YOUR OBJECTIVE:
Please reproduce every record, keeping each one exactly as written.

THE RECORDS:

○ ○ ○

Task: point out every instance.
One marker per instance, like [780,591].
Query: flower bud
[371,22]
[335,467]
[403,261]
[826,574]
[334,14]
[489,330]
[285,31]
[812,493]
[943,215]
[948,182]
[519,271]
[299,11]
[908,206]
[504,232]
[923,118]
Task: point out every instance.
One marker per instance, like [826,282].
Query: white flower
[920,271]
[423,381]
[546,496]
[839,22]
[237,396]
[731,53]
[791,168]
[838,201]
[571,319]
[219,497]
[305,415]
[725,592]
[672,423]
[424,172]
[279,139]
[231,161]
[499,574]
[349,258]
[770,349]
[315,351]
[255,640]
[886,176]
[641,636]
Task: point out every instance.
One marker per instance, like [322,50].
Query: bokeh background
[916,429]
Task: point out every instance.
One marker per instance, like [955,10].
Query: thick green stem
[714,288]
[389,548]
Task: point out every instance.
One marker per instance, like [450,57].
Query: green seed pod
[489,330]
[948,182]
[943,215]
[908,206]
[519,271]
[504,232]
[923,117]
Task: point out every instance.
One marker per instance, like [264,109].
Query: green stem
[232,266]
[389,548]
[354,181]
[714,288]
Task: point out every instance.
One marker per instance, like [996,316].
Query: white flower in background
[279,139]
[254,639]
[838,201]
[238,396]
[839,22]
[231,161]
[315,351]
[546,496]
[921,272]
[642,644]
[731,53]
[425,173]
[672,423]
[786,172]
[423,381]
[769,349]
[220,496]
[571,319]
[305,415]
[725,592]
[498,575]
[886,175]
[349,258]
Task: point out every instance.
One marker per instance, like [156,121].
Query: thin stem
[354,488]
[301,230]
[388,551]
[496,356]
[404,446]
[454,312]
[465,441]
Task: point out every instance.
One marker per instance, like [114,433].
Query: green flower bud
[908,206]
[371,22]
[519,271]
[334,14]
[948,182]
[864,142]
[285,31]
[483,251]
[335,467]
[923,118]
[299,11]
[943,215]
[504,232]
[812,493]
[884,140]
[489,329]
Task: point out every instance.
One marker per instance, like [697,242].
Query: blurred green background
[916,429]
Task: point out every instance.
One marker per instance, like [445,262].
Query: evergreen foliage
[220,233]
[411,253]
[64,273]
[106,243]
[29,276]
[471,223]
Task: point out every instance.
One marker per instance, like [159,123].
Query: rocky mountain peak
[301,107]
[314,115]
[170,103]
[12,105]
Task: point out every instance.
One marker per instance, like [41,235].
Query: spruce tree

○ ○ ○

ANSWER BELOW:
Task: point out every instance.
One marker per instance, like [780,591].
Query: flower bud
[371,22]
[335,467]
[403,261]
[826,574]
[334,14]
[489,330]
[285,31]
[812,493]
[943,215]
[948,182]
[519,271]
[299,11]
[908,206]
[504,232]
[923,118]
Task: point out every instance.
One marker per instance, like [826,282].
Query: white flower
[920,271]
[423,381]
[546,496]
[839,22]
[237,396]
[731,53]
[791,168]
[838,201]
[571,319]
[219,497]
[305,415]
[725,592]
[672,423]
[424,172]
[279,139]
[231,161]
[499,574]
[349,258]
[770,349]
[315,351]
[255,640]
[886,176]
[641,636]
Task: point out every instance.
One marker per instance, like [322,50].
Query: bokeh background
[916,429]
Task: point out every instance.
One marker per instance, like [955,10].
Query: thick green stem
[714,288]
[389,548]
Task: point out every instance.
One marker per instance, like [450,57].
Query: green seed pod
[489,330]
[948,182]
[943,215]
[908,206]
[519,271]
[504,232]
[923,117]
Task: point out every instance.
One marker per instance, like [264,109].
Query: green stem
[232,266]
[389,548]
[354,181]
[714,288]
Task: point out every instance.
One marker per instance, like [996,316].
Query: white flower in background
[279,139]
[254,639]
[838,201]
[238,396]
[839,22]
[231,161]
[315,351]
[546,496]
[921,272]
[642,644]
[731,53]
[425,173]
[672,423]
[786,172]
[423,381]
[769,349]
[220,496]
[571,319]
[305,415]
[725,592]
[498,575]
[886,175]
[349,258]
Task: point out every instance.
One marker per instance, like [156,121].
Query: thin stem
[354,488]
[301,230]
[388,551]
[496,356]
[404,446]
[454,312]
[465,441]
Task: point out every instance.
One marker per instance, like [114,433].
Query: green flower bud
[908,206]
[371,22]
[519,271]
[334,14]
[948,182]
[864,142]
[285,31]
[483,251]
[335,467]
[923,118]
[299,11]
[943,215]
[504,232]
[812,493]
[884,140]
[489,329]
Task: point out every instance.
One marker per instance, like [697,242].
Query: blurred green background
[916,429]
Task: point out every instance.
One marker per instance, like [445,262].
Query: evergreen foliage
[220,233]
[411,253]
[64,273]
[106,243]
[29,276]
[471,223]
Task: point out every instance.
One marker per instance, like [159,123].
Query: rocky mountain peak
[301,107]
[314,115]
[170,103]
[12,105]
Task: point out every instance.
One marker per instance, like [41,235].
Query: spruce tree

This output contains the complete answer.